Copy each line of the data below verbatim, keeping every character unchanged.

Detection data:
= = =
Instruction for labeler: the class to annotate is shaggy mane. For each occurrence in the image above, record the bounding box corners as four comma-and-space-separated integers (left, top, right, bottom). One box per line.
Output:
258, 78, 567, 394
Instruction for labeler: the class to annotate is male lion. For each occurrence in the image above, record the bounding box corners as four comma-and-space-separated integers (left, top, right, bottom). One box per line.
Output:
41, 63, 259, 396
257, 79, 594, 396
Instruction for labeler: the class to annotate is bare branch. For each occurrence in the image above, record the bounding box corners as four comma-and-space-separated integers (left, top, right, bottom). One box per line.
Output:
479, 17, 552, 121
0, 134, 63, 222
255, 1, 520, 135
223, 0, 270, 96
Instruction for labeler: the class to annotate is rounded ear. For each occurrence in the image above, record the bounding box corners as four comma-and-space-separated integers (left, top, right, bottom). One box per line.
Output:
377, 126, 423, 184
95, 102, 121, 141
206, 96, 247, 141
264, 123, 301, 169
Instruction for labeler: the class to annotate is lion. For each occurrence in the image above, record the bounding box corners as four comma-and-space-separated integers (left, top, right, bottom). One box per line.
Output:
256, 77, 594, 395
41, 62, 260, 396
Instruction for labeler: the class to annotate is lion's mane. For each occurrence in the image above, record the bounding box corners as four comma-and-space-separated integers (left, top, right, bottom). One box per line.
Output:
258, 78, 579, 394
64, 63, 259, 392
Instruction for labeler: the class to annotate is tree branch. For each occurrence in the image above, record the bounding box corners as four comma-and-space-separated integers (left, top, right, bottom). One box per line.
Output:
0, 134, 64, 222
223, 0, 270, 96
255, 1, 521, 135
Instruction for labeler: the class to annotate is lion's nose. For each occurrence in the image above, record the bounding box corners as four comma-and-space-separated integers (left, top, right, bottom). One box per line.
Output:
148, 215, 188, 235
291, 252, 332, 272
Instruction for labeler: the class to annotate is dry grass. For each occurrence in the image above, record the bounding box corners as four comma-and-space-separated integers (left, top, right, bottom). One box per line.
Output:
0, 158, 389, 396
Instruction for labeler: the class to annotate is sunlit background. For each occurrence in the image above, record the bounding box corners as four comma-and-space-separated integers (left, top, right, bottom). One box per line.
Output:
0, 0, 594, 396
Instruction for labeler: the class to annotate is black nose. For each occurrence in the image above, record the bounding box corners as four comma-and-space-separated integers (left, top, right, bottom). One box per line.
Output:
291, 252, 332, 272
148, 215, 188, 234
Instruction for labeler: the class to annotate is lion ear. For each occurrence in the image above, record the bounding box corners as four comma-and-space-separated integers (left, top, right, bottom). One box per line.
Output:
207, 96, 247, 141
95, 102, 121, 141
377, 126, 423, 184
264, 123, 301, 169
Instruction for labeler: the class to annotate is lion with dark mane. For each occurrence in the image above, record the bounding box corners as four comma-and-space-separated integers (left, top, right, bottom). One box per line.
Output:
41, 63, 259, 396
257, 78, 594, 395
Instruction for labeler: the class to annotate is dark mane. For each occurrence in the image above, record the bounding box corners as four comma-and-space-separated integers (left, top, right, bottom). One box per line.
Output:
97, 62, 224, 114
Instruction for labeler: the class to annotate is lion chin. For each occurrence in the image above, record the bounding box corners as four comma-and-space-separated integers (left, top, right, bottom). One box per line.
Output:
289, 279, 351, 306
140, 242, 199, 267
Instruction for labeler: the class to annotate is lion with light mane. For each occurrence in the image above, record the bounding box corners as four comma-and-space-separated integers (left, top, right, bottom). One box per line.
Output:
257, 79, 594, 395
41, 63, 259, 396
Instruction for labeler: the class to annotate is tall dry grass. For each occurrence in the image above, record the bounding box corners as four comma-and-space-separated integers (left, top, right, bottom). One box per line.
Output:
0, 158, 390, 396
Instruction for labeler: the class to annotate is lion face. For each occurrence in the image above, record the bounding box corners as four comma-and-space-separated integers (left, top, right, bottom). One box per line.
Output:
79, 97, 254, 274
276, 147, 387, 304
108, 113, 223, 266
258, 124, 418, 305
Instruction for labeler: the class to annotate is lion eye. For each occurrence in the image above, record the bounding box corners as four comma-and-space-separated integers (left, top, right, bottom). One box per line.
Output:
= = =
- THE RESPONSE:
Instruction for labeler: the class to annotate is shaggy mane. For each occurrence in the image above, record the bounding box corners as four comma-and-space-separated integers (left, top, right, bottom). One box per line.
Output:
258, 78, 567, 394
Instruction for labeler: the class to annotate is male lion. For each occurrence in the image above, record the bounding box corners as four comma-and-space-separated integers (left, top, right, bottom). One box per line.
Output:
41, 63, 259, 396
257, 79, 594, 396
Instruction for labeler: the class to annotate is bare branch. For each occurrence in the image above, record the bounding box corners as four comma-and-space-separated integers (left, top, right, bottom). One box per line.
Output:
479, 17, 552, 121
0, 134, 63, 222
255, 1, 520, 135
223, 0, 270, 96
Instruction for labeler: the class to annotate is rounded ear. For each occurrence in the image above, record the bounding box corners as four comma-and-space-separated integers (left, top, right, bottom). One box per line.
Output:
377, 126, 423, 184
95, 102, 121, 141
206, 96, 247, 141
264, 123, 301, 169
Instruction for labeler: the class to annotate is lion. For each occurrence in the image above, record the bounding box corners as four comma-and-space-separated integers (left, top, right, bottom). One box per line.
Output:
256, 77, 594, 395
41, 62, 260, 396
Instruction for labeler: the class to annotate is lion's mane. For each occurrence in the image above, record the bounding box corners as four comma-and-space-separated integers (left, top, right, bottom). One box per line.
Output:
258, 78, 579, 394
64, 63, 259, 392
Instruction for labeler: the class to annotate is tree branch. For each occurrence in the image above, record the bounding box corners as four comma-and-space-separated integers (left, top, right, bottom). One box per line.
Output:
0, 134, 64, 222
223, 0, 270, 96
255, 1, 521, 135
Instruction for labeler: the class to annotate is lion's nose. For each occurrence in the image above, record the bounding box corners as four comma-and-space-separated integers (left, top, right, bottom). One box per line.
Output:
148, 215, 188, 235
291, 252, 332, 272
Instruction for labeler: the class to annotate is dry grass. For each occurrence in the image above, record the bounding box corners as four comma-and-space-separated integers (left, top, right, bottom). One box per line.
Output:
0, 158, 389, 396
Instruction for labeler: the class to annotate is sunlit background. For each occurrence in the image above, record the bounding box corners as four comma-and-space-separated integers (left, top, right, bottom). One box per line.
Output:
0, 0, 594, 396
Instruction for labeler: the class to annotate is black nose. For each occurrence in the image above, record the bounding box corners as four comma-and-space-separated integers (left, top, right, bottom). One box per line.
Output:
291, 252, 332, 272
148, 215, 188, 234
Instruction for labeler: the class to annotate is lion ear. For each occurrence in the image above, record the bounding box corners as four comma-and-space-separated integers (left, top, right, bottom). One box per line.
Output:
207, 96, 247, 141
95, 102, 121, 141
377, 126, 423, 184
264, 123, 301, 169
Instruction for labeler: the class to annotate is lion with dark mane. For each occurrence in the image above, record the bounding box corners as four comma-and-space-separated integers (left, top, right, bottom). One box per line.
Output:
41, 63, 259, 396
257, 78, 594, 395
Instruction for labeler: the class to annotate is dark mane. For each occurrence in the image above, record the bounding box corners as four comma-and-space-separated integers (left, top, right, bottom). One box per line.
Output:
97, 62, 224, 114
Instruction for labeler: the class to annotate is lion chin. For each occurrence in the image above, record the bounding box corners as four comma-and-space-separated integers (left, top, right, bottom). One box per line.
Output:
289, 279, 351, 306
140, 242, 199, 267
Instruction for labeler: the class to annotate is lion with light mane. For each occurrence in the image above, record the bounding box corners as four comma-and-space-separated integers (left, top, right, bottom). One box per line.
Output:
257, 79, 594, 395
41, 63, 259, 396
Instruction for labeler: the class to annotate is tall dry grass. For each occurrence in the image above, record the bounding box corners as four comma-and-space-separated integers (left, top, right, bottom). One box per line.
Output:
0, 158, 390, 396
Instruction for labeler: the class to annotate is lion face. For each occurrence in the image above, record the bounding box corners as four comma-and-space-separated integers (left, top, right, bottom). One box per line.
Output:
79, 97, 254, 274
276, 147, 387, 304
108, 113, 223, 266
258, 124, 418, 305
Instruction for labeler: the class to annotate is lion eye. For each occurrence in the image above, record the bounding box corners as four comma-and-space-separated integers (left, top, right, bottom). One box per line.
Output:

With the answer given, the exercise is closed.